## Фрагмент страницы
Добавить в цитаты Настройки чтения

Страница 24 из 97

Бугор собственности (выражение Герцена) застилал многим чиновным гражданам глаза. И чем дальше, тем больше. Над редкими исключениями в этой среде лишь подшучивали. Удивлялись, узнавая, что Косыгин снова сдал дорогие подарки, полученные во время зарубежного визита, в Оружейную палату, в Гохран, передал сувениры в среднюю школу в поселке Архангельское… А он просто по своему пониманию жизни не мог поступать иначе.

…Июль сорок третьего года. Разгар боев на Орловско- Курской дуге. Госплан делит каждую тонну металла. 24 июля Косыгин подписывает письмо в Госплан:

«Товарищу Вознесенскому Н.А.

Прошу учесть при составлении плана распределения металла на III квартал с. г. выделение Наркомместпрому РСФСР 6 тонн сшивальной проволоки для ученических тетрадей».

И добавляет от руки: «т. Тевосян согласен». Иван Федорович Тевосян, нарком черной металлургии, понял Косыгина с полуслова: «Конечно, поможем школам».

[Сохранённые строки данных]
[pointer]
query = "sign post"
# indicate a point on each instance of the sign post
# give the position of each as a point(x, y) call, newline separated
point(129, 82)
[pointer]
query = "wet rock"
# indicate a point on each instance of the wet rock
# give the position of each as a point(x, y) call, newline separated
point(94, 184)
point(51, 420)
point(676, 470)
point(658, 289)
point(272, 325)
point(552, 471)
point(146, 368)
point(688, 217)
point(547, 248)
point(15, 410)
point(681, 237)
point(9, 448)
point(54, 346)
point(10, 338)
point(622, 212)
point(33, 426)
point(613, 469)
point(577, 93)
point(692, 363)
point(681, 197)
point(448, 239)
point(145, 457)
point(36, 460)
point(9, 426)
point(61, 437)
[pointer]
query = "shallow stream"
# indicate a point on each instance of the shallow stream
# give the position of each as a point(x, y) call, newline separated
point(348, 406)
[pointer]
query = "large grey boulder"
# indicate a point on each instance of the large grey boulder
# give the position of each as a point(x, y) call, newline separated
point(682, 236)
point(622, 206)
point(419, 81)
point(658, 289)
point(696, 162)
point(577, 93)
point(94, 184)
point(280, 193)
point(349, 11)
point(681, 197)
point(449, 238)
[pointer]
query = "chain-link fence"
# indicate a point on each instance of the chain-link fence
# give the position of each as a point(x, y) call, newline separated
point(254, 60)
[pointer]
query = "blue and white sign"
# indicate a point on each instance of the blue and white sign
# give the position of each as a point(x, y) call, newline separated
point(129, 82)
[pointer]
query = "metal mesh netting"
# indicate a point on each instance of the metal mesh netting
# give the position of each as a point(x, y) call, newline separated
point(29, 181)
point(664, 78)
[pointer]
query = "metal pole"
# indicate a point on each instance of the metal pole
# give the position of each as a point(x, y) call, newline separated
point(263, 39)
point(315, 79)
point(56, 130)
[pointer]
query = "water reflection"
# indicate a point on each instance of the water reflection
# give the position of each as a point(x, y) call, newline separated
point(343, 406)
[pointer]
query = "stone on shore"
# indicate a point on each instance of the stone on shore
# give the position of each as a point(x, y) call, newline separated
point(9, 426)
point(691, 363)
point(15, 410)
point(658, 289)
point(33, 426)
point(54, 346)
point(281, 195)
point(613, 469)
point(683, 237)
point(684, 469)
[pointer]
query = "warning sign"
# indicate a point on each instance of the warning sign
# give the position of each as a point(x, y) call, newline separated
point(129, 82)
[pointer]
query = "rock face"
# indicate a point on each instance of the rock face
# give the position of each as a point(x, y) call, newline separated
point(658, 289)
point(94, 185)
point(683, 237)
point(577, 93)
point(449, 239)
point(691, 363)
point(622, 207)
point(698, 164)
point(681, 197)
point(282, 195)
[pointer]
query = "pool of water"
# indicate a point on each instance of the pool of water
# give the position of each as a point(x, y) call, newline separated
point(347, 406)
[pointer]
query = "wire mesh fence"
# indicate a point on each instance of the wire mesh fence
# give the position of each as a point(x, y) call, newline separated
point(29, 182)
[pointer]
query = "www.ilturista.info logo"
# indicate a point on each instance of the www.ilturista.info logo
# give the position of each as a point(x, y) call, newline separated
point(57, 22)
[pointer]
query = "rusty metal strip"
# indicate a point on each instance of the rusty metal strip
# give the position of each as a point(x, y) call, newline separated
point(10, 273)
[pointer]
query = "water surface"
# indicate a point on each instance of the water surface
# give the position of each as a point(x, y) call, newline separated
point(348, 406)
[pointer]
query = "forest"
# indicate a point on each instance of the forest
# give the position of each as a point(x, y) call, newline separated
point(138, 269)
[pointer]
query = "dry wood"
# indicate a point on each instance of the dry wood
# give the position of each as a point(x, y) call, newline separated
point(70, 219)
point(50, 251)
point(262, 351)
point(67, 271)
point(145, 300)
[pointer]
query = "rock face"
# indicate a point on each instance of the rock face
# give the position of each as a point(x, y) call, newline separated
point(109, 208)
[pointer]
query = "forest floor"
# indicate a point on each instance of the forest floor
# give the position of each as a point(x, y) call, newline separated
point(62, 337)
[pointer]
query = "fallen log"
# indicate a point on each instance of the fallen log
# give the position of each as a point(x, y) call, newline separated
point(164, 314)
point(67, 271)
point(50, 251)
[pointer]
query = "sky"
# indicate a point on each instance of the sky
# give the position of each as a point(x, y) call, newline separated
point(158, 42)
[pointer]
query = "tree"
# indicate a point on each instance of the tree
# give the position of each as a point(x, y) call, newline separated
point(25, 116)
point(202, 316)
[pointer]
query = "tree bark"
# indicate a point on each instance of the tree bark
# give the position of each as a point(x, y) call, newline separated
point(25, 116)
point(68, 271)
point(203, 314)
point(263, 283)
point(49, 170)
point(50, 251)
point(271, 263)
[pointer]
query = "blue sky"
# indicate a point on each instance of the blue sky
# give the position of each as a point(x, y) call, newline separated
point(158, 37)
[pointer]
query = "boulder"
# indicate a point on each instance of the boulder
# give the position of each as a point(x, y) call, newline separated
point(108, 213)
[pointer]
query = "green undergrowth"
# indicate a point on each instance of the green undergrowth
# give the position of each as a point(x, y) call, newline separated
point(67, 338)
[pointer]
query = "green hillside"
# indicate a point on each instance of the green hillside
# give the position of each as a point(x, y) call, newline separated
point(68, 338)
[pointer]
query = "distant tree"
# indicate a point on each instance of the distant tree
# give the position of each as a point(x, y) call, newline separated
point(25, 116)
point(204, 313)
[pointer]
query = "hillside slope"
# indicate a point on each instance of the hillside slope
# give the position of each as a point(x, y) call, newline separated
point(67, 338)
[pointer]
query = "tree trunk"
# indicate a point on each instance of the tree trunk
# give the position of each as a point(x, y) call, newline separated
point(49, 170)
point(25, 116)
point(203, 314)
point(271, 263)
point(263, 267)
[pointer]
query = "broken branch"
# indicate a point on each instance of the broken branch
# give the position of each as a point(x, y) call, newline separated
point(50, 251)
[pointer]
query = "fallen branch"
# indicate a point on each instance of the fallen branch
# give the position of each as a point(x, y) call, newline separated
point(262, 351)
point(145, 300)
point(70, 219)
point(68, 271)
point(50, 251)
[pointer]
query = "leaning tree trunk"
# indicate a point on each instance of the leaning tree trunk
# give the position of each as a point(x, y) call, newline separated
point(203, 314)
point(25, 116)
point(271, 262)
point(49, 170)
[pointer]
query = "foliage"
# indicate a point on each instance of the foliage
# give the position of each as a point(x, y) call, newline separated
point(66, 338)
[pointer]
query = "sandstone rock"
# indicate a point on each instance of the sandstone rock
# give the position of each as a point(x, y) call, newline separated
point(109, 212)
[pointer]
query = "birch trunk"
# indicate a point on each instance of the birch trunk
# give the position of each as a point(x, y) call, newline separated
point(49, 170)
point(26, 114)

## Задания
1. Перепишите без изменений часть фрагмента страницы о Косыгине, начиная со слов «Бугор собственности (выражение» и заканчивая словами «мог поступать иначе.».
2. Найдите среди строк все, в которых есть слово «mesh», и перепишите их целиком. Регистр букв учитывается.
Фрагмент страницы и строки взяты из разных источников.

## Ответы по заданиям
1.
Бугор собственности (выражение Герцена) застилал многим чиновным гражданам глаза. И чем дальше, тем больше. Над редкими исключениями в этой среде лишь подшучивали. Удивлялись, узнавая, что Косыгин снова сдал дорогие подарки, полученные во время зарубежного визита, в Оружейную палату, в Гохран, передал сувениры в среднюю школу в поселке Архангельское… А он просто по своему пониманию жизни не мог поступать иначе.

2.
query = "metal mesh netting"
# indicate a point on each instance of the metal mesh netting
query = "wire mesh fence"
# indicate a point on each instance of the wire mesh fence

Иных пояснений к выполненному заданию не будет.